*PROBLEM STATEMENT:* Count the rows below that contain the string "clicks" and give only that number.

*PROVIDED DATA:*
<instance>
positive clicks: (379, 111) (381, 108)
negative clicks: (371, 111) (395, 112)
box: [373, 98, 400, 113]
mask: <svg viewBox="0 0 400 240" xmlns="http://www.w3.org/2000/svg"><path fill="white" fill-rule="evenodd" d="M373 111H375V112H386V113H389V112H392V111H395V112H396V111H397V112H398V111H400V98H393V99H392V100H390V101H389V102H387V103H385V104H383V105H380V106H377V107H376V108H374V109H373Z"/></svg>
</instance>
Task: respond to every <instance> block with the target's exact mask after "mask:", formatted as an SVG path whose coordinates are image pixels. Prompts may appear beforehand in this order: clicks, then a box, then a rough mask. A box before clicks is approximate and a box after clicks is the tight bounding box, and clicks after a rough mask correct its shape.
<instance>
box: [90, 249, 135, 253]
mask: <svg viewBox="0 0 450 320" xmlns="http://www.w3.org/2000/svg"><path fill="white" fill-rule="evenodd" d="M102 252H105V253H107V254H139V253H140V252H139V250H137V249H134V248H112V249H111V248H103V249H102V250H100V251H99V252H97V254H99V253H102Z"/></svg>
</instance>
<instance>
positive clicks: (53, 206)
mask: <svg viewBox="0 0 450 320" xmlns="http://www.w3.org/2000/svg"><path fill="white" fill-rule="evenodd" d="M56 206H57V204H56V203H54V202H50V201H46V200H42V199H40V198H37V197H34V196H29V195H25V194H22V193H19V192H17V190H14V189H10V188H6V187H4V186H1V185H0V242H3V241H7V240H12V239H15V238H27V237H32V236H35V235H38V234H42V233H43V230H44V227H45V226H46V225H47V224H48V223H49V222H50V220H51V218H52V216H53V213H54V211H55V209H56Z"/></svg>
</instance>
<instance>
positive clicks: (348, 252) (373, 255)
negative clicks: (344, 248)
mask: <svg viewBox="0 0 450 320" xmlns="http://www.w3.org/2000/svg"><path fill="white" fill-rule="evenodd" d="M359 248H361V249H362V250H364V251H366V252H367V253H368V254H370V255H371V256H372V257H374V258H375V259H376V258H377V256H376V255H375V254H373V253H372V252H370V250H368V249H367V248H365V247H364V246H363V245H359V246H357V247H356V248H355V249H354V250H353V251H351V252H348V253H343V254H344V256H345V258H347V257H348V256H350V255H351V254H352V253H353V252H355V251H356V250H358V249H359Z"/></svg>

*TASK RESPONSE:* 6